▶ Records provided
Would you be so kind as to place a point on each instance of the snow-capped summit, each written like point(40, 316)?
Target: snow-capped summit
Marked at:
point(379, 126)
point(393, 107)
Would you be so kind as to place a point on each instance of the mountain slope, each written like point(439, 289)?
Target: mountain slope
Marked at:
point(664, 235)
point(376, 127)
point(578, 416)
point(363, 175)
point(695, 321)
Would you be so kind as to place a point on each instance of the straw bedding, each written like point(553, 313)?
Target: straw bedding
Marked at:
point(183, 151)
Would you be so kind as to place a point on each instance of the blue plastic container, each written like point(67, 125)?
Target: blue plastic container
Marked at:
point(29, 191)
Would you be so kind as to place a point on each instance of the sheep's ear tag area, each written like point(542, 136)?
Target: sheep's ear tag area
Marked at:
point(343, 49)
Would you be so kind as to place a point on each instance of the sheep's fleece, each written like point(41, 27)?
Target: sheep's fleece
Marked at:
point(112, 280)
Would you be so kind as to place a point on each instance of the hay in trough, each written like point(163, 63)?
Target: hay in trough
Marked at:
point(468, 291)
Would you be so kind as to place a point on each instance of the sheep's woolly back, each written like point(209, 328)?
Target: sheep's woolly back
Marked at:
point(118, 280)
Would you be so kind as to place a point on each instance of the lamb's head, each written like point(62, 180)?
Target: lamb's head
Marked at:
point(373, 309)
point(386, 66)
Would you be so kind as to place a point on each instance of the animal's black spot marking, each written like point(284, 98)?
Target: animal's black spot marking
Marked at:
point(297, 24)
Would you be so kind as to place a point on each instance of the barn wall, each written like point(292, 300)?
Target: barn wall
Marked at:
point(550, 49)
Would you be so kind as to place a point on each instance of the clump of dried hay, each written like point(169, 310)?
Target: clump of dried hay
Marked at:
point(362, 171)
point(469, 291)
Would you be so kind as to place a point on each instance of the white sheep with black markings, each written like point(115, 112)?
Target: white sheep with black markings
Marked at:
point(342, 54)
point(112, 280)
--
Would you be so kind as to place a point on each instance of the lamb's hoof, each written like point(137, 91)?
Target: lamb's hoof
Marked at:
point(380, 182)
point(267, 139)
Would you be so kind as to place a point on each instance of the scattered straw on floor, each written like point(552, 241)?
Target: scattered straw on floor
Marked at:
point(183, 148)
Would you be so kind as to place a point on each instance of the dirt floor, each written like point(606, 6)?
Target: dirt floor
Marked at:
* * *
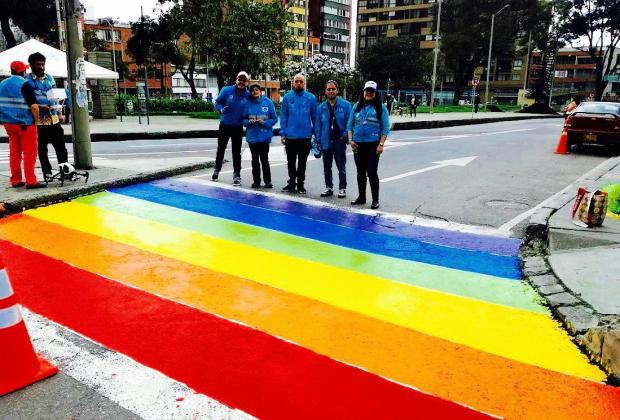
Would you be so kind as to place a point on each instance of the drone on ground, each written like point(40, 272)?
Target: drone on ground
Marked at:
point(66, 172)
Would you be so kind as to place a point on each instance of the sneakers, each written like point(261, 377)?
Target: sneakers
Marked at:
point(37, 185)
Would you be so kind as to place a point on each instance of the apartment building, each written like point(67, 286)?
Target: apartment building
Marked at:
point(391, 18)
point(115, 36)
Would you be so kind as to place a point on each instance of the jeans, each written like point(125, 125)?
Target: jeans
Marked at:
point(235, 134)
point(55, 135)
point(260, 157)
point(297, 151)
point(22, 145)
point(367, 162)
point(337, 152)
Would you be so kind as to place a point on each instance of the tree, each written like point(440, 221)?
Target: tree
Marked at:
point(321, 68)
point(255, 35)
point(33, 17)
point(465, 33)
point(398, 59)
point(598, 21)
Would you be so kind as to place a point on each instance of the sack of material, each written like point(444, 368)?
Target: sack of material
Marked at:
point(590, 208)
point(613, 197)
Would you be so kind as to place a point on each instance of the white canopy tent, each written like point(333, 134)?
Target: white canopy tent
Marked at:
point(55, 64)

▶ Task prompt
Write the records as a JSON list of strings with one string per line, starting at the line that contains "like point(261, 377)?" and stopping after the line that contains "point(337, 152)", and leave out any blank lines.

▶ The reply
[
  "Would you be so kind as to place a point on each instance of the sneakers, each written like point(261, 377)?",
  "Target: sneakers",
  "Marked at:",
  "point(37, 185)",
  "Would you be so kind as to place a point on each instance of the apartment building, each written like point(67, 286)?",
  "Target: apartment building",
  "Marked at:",
  "point(391, 18)",
  "point(115, 36)",
  "Would you be so kind as to place a point on each instance of the jeans, each written like point(125, 125)?",
  "Target: jeans",
  "Marked at:",
  "point(235, 134)",
  "point(55, 135)",
  "point(260, 157)",
  "point(297, 151)",
  "point(22, 145)",
  "point(367, 162)",
  "point(337, 152)"
]